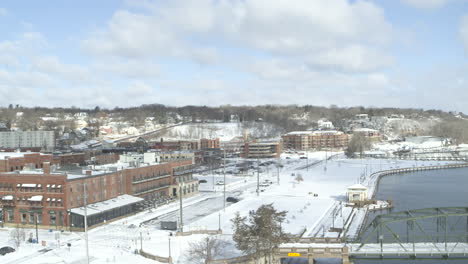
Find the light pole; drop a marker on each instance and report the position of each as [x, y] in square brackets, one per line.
[258, 177]
[86, 221]
[37, 233]
[224, 180]
[181, 213]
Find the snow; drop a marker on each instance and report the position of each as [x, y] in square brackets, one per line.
[7, 197]
[28, 185]
[100, 207]
[308, 215]
[36, 198]
[357, 187]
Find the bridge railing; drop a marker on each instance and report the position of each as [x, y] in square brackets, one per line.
[327, 240]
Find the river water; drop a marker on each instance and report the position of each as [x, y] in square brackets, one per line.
[425, 189]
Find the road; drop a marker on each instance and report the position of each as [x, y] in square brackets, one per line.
[194, 212]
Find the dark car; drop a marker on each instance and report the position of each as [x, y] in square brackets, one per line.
[6, 250]
[232, 200]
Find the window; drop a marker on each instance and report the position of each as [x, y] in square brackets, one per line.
[11, 216]
[31, 218]
[53, 218]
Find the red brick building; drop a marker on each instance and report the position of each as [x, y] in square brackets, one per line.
[48, 195]
[261, 150]
[305, 140]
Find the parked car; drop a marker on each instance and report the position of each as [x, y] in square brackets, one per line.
[232, 199]
[6, 250]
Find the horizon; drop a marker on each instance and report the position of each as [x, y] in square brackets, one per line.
[383, 54]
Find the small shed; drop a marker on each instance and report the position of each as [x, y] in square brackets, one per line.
[357, 193]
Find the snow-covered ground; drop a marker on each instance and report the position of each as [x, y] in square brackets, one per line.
[310, 203]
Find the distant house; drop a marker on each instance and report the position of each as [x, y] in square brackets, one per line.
[3, 127]
[357, 193]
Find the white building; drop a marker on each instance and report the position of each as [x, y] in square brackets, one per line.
[357, 193]
[27, 139]
[324, 124]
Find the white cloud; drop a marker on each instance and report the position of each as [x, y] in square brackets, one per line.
[193, 30]
[428, 4]
[51, 65]
[464, 32]
[132, 69]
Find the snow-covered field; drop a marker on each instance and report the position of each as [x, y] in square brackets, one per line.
[223, 131]
[307, 213]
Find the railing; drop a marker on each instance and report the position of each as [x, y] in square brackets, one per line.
[380, 174]
[205, 232]
[152, 189]
[151, 178]
[315, 240]
[154, 257]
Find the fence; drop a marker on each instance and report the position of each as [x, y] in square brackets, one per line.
[154, 257]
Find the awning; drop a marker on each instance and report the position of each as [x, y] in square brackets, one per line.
[7, 197]
[36, 198]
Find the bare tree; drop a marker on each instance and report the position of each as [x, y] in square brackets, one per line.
[206, 250]
[17, 235]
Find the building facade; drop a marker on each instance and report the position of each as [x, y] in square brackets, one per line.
[47, 194]
[27, 139]
[259, 150]
[305, 140]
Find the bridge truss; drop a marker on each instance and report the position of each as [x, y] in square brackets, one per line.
[443, 230]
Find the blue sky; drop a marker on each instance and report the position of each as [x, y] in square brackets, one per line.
[402, 53]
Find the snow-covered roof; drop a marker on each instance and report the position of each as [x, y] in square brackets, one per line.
[299, 133]
[357, 187]
[36, 198]
[103, 206]
[364, 129]
[7, 197]
[28, 185]
[327, 132]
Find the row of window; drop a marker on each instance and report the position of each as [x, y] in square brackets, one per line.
[33, 217]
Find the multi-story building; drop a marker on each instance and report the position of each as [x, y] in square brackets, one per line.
[27, 140]
[12, 161]
[53, 196]
[304, 140]
[373, 134]
[256, 150]
[209, 143]
[186, 144]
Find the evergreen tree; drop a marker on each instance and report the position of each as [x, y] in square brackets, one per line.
[259, 233]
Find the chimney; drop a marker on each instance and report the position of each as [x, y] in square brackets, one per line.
[46, 167]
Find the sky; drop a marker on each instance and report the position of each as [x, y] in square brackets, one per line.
[108, 53]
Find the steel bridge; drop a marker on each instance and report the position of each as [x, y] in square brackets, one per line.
[434, 231]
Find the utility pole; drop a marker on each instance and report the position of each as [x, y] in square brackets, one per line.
[170, 249]
[277, 167]
[258, 178]
[37, 233]
[181, 213]
[224, 180]
[86, 221]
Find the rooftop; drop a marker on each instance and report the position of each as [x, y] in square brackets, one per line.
[16, 154]
[107, 205]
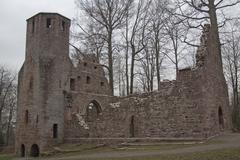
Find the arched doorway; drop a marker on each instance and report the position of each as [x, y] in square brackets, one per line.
[131, 128]
[93, 110]
[34, 150]
[22, 150]
[220, 118]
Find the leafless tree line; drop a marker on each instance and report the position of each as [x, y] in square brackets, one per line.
[8, 103]
[147, 36]
[142, 41]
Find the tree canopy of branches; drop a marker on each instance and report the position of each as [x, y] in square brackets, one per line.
[8, 98]
[109, 14]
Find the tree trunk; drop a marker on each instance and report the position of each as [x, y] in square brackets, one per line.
[110, 61]
[132, 70]
[126, 58]
[214, 27]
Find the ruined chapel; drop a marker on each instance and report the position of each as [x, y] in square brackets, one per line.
[62, 103]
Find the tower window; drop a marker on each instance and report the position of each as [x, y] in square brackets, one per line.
[72, 84]
[26, 117]
[33, 26]
[37, 119]
[31, 83]
[88, 80]
[49, 23]
[55, 130]
[63, 25]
------------------------------------------------
Every record above should be transcribed exactly; the pictures stay out of the copy.

CORRECT RESULT
Find the light pole; drop a marker on each instance and report the position of each as [x, y] in square brackets, one per line.
[258, 177]
[86, 221]
[37, 233]
[224, 180]
[181, 213]
Find the snow; drop a marker on each instance and report the position of each as [x, y] in square brackets, one per line.
[7, 197]
[28, 185]
[100, 207]
[308, 215]
[36, 198]
[357, 187]
Find the bridge railing; drop a marker on each instance and report the position of each as [x, y] in square brackets, one per line.
[327, 240]
Find the river water; drop a marker on each instance and report the position of each as [x, y] in square brackets, one per line.
[425, 189]
Find the road; drop a marker on each instance and report the position of each as [x, y] in square brackets, one per line.
[194, 212]
Find the dark car; drop a marker on each instance and report the position of each as [x, y] in square brackets, one per line.
[6, 250]
[232, 200]
Find the window; drop a marker on each instance and report the position of each as [x, y] in square brackets, one per line.
[11, 216]
[31, 218]
[53, 218]
Find the red brick building; drop a marker on each instance and report the position of each as [x, y] in square brackets, one per line.
[48, 195]
[261, 150]
[305, 140]
Find the parked car; drop a marker on each instance and report the position of each as [x, y] in square brackets, one per line.
[232, 199]
[6, 250]
Find the horizon; drop a marker on each instance and report the position of each as [x, y] in square brackets, one per line.
[383, 54]
Find the small shed; drop a marker on each instance and report the position of each as [x, y] in square brackets, one per line.
[357, 193]
Find the snow-covered ground; drop a marker on each instance and report the position of each as [x, y] in square brackets, one per line.
[310, 203]
Find the distant house; drop a marker on each instance and report the position of each as [x, y] in square brackets, one per line.
[3, 127]
[357, 193]
Find the white building; drop a marker on each instance and report the position of each as [x, y] in square brackets, one per line.
[357, 193]
[27, 139]
[324, 124]
Find the white cloud; drop a marker on each instance and report the position of each as [x, y] in square brackets, one per line.
[193, 30]
[428, 4]
[51, 65]
[464, 32]
[132, 69]
Find the snow-covered field; drop a marker on each instance and report the position of each as [x, y] in square brackets, one per line.
[223, 131]
[307, 213]
Find the railing; drop a marker on each instance and report the position of each as [x, y] in square brackets, one per line.
[380, 174]
[205, 232]
[152, 189]
[151, 178]
[315, 240]
[154, 257]
Find the fence; drop a marker on each instance and report the position of each as [x, y] in square brackets, one per line.
[154, 257]
Find the awning; drop a marker on each instance and report the position of each as [x, y] in square brackets, one per line.
[7, 197]
[36, 198]
Find the bare tree; drop a marker on each instance and report the position of each as [x, y] in square brackets, one per line.
[206, 250]
[17, 235]
Find the building facade; drop a marker on each instance and report the position of each as [x, y] in square brackets, one per line.
[47, 194]
[27, 139]
[259, 150]
[305, 140]
Find the bridge truss; drop a marker on each instance and report the position of each as [x, y] in square brackets, one per line.
[443, 230]
Find the blue sky; drop a marker on each instance and report the position of each as [x, y] in square brackets, one per line.
[402, 53]
Find the snow-covered roof; drop a marker on each instance and report the position of each as [x, y] in square brackets, one per line.
[299, 133]
[357, 187]
[36, 198]
[103, 206]
[364, 129]
[7, 197]
[28, 185]
[327, 132]
Find the row of window; drop a marker on each instance and report the position of each as [x, y] in square brackets, one per line.
[33, 217]
Find the multi-story building; drop a marker on each instance and report the position of each as [x, y] in square brackets, one per line.
[27, 140]
[12, 161]
[53, 196]
[304, 140]
[373, 134]
[256, 150]
[209, 143]
[186, 144]
Find the evergreen tree; drop a marker on each instance and report the position of each as [x, y] in square brackets, one per line.
[259, 233]
Find the chimney; drop a marker on each instance and report the position of each as [x, y] in square brackets, one per line.
[46, 167]
Find the sky; drop a marker on each instance and report the position of each as [x, y] in square brackets, one per line.
[108, 53]
Find the steel bridge; drop a marker on each instance and report the position of each as [x, y] in square brackets, one per line.
[434, 231]
Find the utility pole; drop a marker on each instance and report the position of each as [x, y] in square brackets, one per line.
[170, 249]
[277, 167]
[258, 178]
[37, 233]
[181, 213]
[224, 180]
[86, 221]
Find the rooftop; drop a marker on each instance and report the position of each as [x, y] in square brackets, one per line.
[16, 154]
[107, 205]
Find the arched doorway; drop a marker on each instance and report the position of each as [x, y] in square brackets, one per line.
[131, 128]
[93, 110]
[34, 150]
[22, 150]
[220, 118]
Find the leafless tree line; drop a marker on each instance and report the position of each as [x, y] in square brackets, one per line.
[8, 103]
[147, 36]
[142, 41]
Find the tree canopy of branches; drop a marker on each instance and report the position of each as [x, y] in square brackets, one per line.
[8, 98]
[109, 14]
Find the tree trunk; drop a marker on each instance and report the position of each as [x, y] in square brackets, one per line.
[110, 61]
[132, 70]
[126, 58]
[214, 27]
Find the ruined chapel; drop a marker on each instance and report the position of each as [x, y] in square brackets, one per line.
[62, 103]
Find the tower window; drop a marker on each instance and report the position of each as [x, y] in square brackets, one per line.
[72, 84]
[26, 117]
[33, 26]
[37, 119]
[31, 83]
[88, 80]
[49, 23]
[55, 130]
[63, 25]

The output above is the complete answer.